ЗАДАНИЕ 1 => Верните дословно часть фрагмента о Джейн Остин: начните со слов, где есть «Элизабет Беннет и», и остановитесь после «во время сенокоса.».

ФРАГМЕНТ ТЕКСТА =>
Бертрамы, Крофорды… Но почему же Остин столь нелестно отзывается об аристократии, если сама принадлежит к этому сословию и любит его? Потому что ни то, ни другое не верно. Вопреки сложившемуся мнению, Остин не была аристократкой и аристократию не жаловала (что подтверждают все ее книги, и «Мэнсфилд-парк» в особенности). Ее героини чаще всего имели кое-какие деньги, но богатыми их точно не назовешь, и мужья им доставались не самые состоятельные; настоящих толстосумов Остин делала изрядными подлецами, при этом чем внушительнее кошелек – тем подлее персонаж.
Отец Джейн был священником, и большинство ее родственников – дяди, братья, друзья – трудились на церковном, юридическом либо военном поприще. Да, все они имели благородное происхождение, но не относились к знати. Остины жили в достатке, но не более того; не владели ни землями, ни титулами в отличие от семей, описываемых Джейн. Если бы Бертрамы и снизошли до общения с Остинами, то это было бы весьма поверхностное знакомство; в лучшем случае семью Джейн изредка приглашали бы на балы вместе с остальными уважаемыми семействами округи.
Элизабет Беннет и ее сестер не обременяли домашними обязанностями; леди Бертрам и ее дочери были выше этого – они проводили время за изящным рукоделием, которым принято было развлекаться у знатных дам в те времена. А вот маленькие Джейн и Кассандра с утра до вечера хлопотали по хозяйству: они шили одежду для себя, отца и братьев, помогали матери на скотном и птичьем дворах, на кухне и в саду, пекли хлеб, варили пиво, варенья, желе и даже брались за грабли во время сенокоса.
После смерти преподобного Остина его дочери (Джейн было двадцать девять) не унаследовали по тысяче фунтов, на которые могла претендовать каждая из девочек в семье Беннет, и уж тем более по двадцать тысяч – а вот Мэри Крофорд такая сумма принадлежала с рождения. Сестры Остин вообще не получили ровным счетом никакого наследства. Они полностью зависели от других, то есть от матери, чье состояние тоже было очень невелико, и прочей родни. Именно из-за отсутствия денег Джейн и Кассандра до конца своих дней жили вместе с матерью и еще одной женщиной в маленьком домике, который предоставил в их распоряжение добрый родственник.

ЗАДАНИЕ 2 => Перечислите каждую строку записей, содержащую слово «xmin», с учетом регистра букв.

ПРЕДОСТАВЛЕННЫЕ МАТЕРИАЛЫ =>
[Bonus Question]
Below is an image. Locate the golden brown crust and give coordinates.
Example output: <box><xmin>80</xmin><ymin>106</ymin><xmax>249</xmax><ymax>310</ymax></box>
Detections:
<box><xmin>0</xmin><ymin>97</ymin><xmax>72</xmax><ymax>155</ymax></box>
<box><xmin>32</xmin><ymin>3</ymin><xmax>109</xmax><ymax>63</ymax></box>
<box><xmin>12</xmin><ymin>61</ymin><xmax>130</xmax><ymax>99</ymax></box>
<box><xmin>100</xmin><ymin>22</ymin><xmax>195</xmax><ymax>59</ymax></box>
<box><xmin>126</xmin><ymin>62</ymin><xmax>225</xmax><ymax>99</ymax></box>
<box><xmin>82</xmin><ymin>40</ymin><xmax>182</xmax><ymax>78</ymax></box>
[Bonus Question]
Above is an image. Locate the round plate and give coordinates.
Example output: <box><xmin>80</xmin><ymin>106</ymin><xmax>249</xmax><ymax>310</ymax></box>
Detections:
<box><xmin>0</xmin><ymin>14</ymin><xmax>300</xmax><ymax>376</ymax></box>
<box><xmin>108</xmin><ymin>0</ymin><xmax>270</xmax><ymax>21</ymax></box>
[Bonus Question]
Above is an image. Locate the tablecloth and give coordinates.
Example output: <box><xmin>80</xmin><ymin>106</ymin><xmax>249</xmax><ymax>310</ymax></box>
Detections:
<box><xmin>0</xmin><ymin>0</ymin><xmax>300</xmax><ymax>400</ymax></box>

ПРАВИЛЬНЫЙ ОТВЕТ 1 =>
Элизабет Беннет и ее сестер не обременяли домашними обязанностями; леди Бертрам и ее дочери были выше этого – они проводили время за изящным рукоделием, которым принято было развлекаться у знатных дам в те времена. А вот маленькие Джейн и Кассандра с утра до вечера хлопотали по хозяйству: они шили одежду для себя, отца и братьев, помогали матери на скотном и птичьем дворах, на кухне и в саду, пекли хлеб, варили пиво, варенья, желе и даже брались за грабли во время сенокоса.

ПРАВИЛЬНЫЙ ОТВЕТ 2 =>
Example output: <box><xmin>80</xmin><ymin>106</ymin><xmax>249</xmax><ymax>310</ymax></box>
<box><xmin>0</xmin><ymin>97</ymin><xmax>72</xmax><ymax>155</ymax></box>
<box><xmin>32</xmin><ymin>3</ymin><xmax>109</xmax><ymax>63</ymax></box>
<box><xmin>12</xmin><ymin>61</ymin><xmax>130</xmax><ymax>99</ymax></box>
<box><xmin>100</xmin><ymin>22</ymin><xmax>195</xmax><ymax>59</ymax></box>
<box><xmin>126</xmin><ymin>62</ymin><xmax>225</xmax><ymax>99</ymax></box>
<box><xmin>82</xmin><ymin>40</ymin><xmax>182</xmax><ymax>78</ymax></box>
Example output: <box><xmin>80</xmin><ymin>106</ymin><xmax>249</xmax><ymax>310</ymax></box>
<box><xmin>0</xmin><ymin>14</ymin><xmax>300</xmax><ymax>376</ymax></box>
<box><xmin>108</xmin><ymin>0</ymin><xmax>270</xmax><ymax>21</ymax></box>
Example output: <box><xmin>80</xmin><ymin>106</ymin><xmax>249</xmax><ymax>310</ymax></box>
<box><xmin>0</xmin><ymin>0</ymin><xmax>300</xmax><ymax>400</ymax></box>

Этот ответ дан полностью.